Selected excerpt:
Content starts

In Disney Magic Match 3D, players are invited to restore order to the enchanted Book of Magic, whose magic has gone awry, spilling iconic Disney and Pixar items across the pages. Players must match enchanted objects, organize the whimsical clutter, and rediscover the joy of tidying up to restore order to the Book of Magic – one cozy level at a time.
Throughout development, each Jam City team set ambitious goals: The art team pushed for high visual fidelity within strict poly budgets; the product team optimized for ideal session time targets; designers ensured a steady flow of fresh content, and QA testers required powerful tools. Meanwhile, Jam City engineers prioritized world-class technical performance, stability, snappiness, and more across all platforms. Here’s how they navigated complex challenges to bring their vision to life.
How does a studio maintain performance while managing challenges such as overheating, content delivery, and other technical issues?
During production, rendering hundreds of 3D objects with physics in a single level meant being careful with lighting, post-processing, and poly counts.
“Overheating was a major issue early on, especially with 20-minute sessions – phones would get uncomfortably hot,” says Hebby Mathew, a software engineering manager at Jam City and tech lead on Disney Magic Match 3D. “We addressed this by improving performance and developing a way to consistently measure device heat across various hardware.”
Another challenge was content delivery – streaming assets asynchronously without affecting the frame rate. “Unity’s extensible Editor helped us build efficient tools to manage when and how content was loaded,” says Mathew.
Finally, while profiling the game across low-, mid-, and high-end devices to identify performance bottlenecks, the team identified key issues like excessive collision calls and high-poly models, especially for lower-end GPUs.
“Optimizing those brought both performance gains and helped resolve the overheating problems,” says Mathew.
- Increased the frame rate by 40 fps on low-end and 35 fps on mid-end Android devices
- Reduced the amount of draw calls by 40% on iOS and 45% on Android devices
- Dropped the RAM usage by 30% on iOS and 15% on Android devices
- Decreased the non-network processing load time by 55%
- Shrunk the number of meshes with over 10,000 triangles from 33 to 0
- Cut the number of meshes with 5,000 to 10,000 triangles from 324 to 235
- Lowered the light count by 67%
When the team encountered performance issues, they turned to profiling tools for deeper insight.

Content ends

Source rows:

Content starts

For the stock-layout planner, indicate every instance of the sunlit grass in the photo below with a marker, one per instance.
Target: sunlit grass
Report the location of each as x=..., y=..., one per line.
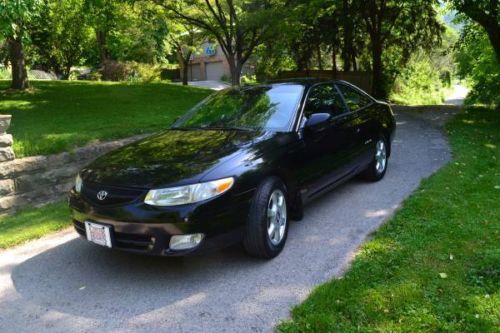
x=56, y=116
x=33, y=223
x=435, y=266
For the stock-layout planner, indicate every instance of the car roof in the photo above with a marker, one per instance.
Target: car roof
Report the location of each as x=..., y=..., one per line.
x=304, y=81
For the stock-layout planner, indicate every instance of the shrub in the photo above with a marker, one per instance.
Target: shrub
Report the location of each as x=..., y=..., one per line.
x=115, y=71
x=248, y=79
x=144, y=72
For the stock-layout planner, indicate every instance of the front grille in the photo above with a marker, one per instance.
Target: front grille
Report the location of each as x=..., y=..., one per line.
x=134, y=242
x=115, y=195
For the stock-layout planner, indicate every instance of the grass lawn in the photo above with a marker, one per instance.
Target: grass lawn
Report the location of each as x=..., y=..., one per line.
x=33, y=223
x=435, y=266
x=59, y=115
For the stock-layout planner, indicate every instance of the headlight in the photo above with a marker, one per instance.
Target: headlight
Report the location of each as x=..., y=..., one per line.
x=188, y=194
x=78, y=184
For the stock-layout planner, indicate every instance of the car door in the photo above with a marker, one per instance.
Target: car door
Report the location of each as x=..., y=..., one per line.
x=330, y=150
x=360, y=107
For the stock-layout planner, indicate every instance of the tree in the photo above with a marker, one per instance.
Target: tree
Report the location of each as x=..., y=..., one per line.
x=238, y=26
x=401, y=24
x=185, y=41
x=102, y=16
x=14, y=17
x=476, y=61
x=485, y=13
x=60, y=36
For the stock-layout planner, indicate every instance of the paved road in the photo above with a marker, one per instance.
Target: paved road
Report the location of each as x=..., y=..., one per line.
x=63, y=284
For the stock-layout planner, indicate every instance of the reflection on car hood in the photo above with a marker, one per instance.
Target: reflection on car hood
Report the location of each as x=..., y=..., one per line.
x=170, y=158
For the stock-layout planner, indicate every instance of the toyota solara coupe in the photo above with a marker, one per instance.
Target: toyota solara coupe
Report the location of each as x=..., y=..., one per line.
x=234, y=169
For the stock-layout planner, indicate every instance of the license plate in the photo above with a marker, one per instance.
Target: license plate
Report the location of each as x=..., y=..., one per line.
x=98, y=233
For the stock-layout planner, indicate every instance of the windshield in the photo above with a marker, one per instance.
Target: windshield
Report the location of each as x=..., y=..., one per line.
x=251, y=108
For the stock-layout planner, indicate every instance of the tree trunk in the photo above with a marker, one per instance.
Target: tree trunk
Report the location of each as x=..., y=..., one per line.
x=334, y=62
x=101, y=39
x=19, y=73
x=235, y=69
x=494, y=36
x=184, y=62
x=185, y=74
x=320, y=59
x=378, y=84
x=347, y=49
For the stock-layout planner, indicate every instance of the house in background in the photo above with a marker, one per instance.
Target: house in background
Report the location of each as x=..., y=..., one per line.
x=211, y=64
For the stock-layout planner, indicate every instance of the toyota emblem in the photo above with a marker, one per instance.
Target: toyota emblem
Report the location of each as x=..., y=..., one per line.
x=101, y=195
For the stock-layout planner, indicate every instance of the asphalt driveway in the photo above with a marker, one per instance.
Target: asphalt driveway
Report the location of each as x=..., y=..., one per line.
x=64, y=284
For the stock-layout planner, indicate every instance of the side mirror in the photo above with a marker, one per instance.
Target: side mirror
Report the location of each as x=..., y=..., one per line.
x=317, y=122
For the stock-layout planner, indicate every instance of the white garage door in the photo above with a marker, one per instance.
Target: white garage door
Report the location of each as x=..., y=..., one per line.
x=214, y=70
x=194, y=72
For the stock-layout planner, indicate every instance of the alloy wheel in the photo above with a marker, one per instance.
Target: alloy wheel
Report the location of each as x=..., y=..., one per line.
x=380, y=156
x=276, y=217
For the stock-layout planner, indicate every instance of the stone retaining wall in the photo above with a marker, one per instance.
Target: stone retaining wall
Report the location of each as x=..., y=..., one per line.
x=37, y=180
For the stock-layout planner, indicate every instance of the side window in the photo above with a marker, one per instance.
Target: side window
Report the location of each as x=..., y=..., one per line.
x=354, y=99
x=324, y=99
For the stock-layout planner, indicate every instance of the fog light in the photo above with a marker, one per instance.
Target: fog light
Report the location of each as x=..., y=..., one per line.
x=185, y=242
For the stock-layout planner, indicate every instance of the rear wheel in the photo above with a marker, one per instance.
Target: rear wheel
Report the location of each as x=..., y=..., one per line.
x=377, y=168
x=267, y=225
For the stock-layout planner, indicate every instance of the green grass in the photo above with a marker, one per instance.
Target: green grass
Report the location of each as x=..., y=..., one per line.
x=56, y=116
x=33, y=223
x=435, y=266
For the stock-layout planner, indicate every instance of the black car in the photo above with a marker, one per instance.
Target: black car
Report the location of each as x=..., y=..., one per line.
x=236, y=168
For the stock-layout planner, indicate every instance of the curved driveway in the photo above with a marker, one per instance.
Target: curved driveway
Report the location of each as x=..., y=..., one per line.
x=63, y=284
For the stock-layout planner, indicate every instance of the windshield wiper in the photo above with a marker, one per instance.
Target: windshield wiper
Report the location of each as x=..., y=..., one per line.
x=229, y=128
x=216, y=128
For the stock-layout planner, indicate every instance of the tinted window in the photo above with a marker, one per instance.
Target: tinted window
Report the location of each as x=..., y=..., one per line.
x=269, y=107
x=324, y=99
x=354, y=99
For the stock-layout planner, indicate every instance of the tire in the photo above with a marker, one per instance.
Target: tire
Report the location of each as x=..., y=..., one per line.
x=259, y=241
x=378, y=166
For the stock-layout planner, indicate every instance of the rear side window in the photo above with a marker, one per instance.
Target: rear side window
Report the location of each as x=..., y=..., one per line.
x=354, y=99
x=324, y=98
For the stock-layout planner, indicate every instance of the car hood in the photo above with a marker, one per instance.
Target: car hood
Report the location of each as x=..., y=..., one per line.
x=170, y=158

Content ends
Content starts

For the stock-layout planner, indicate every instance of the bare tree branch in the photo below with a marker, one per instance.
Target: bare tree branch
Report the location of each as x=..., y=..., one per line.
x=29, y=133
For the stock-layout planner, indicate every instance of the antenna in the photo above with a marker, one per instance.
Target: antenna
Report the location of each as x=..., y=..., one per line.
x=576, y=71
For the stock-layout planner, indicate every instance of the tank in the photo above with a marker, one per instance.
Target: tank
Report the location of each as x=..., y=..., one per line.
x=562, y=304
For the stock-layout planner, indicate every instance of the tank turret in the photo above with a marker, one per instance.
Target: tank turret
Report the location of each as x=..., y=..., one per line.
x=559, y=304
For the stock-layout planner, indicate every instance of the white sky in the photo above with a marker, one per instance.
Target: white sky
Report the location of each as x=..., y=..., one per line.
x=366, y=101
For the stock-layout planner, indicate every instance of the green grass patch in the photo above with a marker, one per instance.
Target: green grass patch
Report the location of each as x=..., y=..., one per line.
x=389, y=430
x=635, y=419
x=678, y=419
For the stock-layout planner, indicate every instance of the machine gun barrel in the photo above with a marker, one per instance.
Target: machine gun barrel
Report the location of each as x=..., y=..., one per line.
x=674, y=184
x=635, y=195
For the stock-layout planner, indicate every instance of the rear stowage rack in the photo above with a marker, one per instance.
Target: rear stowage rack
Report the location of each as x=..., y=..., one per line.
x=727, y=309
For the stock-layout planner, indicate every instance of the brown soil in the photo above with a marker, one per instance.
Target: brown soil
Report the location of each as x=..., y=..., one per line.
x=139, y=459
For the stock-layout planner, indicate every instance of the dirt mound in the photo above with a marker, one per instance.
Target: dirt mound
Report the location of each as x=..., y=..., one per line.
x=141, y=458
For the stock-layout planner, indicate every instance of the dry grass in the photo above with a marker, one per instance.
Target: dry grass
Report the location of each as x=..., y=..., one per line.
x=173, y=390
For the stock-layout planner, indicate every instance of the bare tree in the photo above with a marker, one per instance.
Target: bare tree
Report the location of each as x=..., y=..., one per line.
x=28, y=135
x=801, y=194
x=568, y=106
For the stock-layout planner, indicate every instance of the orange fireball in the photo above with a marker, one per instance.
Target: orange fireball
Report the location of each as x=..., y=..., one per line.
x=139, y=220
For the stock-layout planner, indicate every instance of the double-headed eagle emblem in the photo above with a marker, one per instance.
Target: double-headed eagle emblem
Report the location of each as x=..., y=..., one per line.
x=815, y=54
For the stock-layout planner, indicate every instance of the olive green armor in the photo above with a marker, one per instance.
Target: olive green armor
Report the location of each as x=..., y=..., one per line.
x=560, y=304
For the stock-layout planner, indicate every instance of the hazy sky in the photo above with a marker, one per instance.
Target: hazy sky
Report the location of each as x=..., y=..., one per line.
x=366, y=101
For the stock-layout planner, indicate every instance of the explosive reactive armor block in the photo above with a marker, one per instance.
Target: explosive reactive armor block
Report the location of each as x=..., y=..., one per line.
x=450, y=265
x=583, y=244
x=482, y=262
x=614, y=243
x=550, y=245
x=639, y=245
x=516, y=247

Content ends
Content starts

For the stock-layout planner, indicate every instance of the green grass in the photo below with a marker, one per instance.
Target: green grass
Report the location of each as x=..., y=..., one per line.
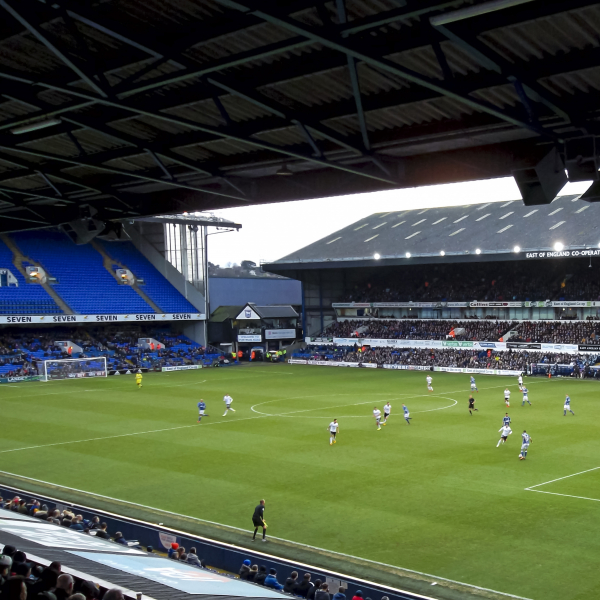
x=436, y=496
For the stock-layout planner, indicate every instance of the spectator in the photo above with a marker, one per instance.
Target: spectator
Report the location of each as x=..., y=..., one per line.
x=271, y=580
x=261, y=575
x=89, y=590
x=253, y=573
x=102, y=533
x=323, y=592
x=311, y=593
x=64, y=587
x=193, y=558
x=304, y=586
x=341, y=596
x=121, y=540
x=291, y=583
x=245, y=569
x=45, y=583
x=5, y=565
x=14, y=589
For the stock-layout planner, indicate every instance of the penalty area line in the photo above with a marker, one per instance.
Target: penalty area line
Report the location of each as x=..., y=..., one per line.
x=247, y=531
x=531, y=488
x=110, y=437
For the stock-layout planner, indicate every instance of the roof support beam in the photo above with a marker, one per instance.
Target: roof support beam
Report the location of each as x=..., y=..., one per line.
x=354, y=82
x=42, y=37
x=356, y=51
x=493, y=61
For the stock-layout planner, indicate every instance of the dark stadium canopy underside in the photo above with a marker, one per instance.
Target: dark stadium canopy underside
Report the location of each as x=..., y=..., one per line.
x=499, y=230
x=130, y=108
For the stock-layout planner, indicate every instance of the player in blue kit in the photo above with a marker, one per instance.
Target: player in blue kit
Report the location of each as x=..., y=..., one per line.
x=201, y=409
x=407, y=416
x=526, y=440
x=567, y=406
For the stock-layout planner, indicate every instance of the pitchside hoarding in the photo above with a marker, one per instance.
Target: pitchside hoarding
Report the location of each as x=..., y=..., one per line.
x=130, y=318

Content ends

Set down the entire Disney Magic Match 3D text word for word. Draw only on the Disney Magic Match 3D text.

Solution:
In Disney Magic Match 3D, players are invited to restore order to the enchanted Book of Magic, whose magic has gone awry, spilling iconic Disney and Pixar items across the pages. Players must match enchanted objects, organize the whimsical clutter, and rediscover the joy of tidying up to restore order to the Book of Magic – one cozy level at a time.
Throughout development, each Jam City team set ambitious goals: The art team pushed for high visual fidelity within strict poly budgets; the product team optimized for ideal session time targets; designers ensured a steady flow of fresh content, and QA testers required powerful tools. Meanwhile, Jam City engineers prioritized world-class technical performance, stability, snappiness, and more across all platforms. Here’s how they navigated complex challenges to bring their vision to life.
How does a studio maintain performance while managing challenges such as overheating, content delivery, and other technical issues?
During production, rendering hundreds of 3D objects with physics in a single level meant being careful with lighting, post-processing, and poly counts.
“Overheating was a major issue early on, especially with 20-minute sessions – phones would get uncomfortably hot,” says Hebby Mathew, a software engineering manager at Jam City and tech lead on Disney Magic Match 3D. “We addressed this by improving performance and developing a way to consistently measure device heat across various hardware.”
Another challenge was content delivery – streaming assets asynchronously without affecting the frame rate. “Unity’s extensible Editor helped us build efficient tools to manage when and how content was loaded,” says Mathew.
Finally, while profiling the game across low-, mid-, and high-end devices to identify performance bottlenecks, the team identified key issues like excessive collision calls and high-poly models, especially for lower-end GPUs.
“Optimizing those brought both performance gains and helped resolve the overheating problems,” says Mathew.
- Increased the frame rate by 40 fps on low-end and 35 fps on mid-end Android devices
- Reduced the amount of draw calls by 40% on iOS and 45% on Android devices
- Dropped the RAM usage by 30% on iOS and 15% on Android devices
- Decreased the non-network processing load time by 55%
- Shrunk the number of meshes with over 10,000 triangles from 33 to 0
- Cut the number of meshes with 5,000 to 10,000 triangles from 324 to 235
- Lowered the light count by 67%
When the team encountered performance issues, they turned to profiling tools for deeper insight.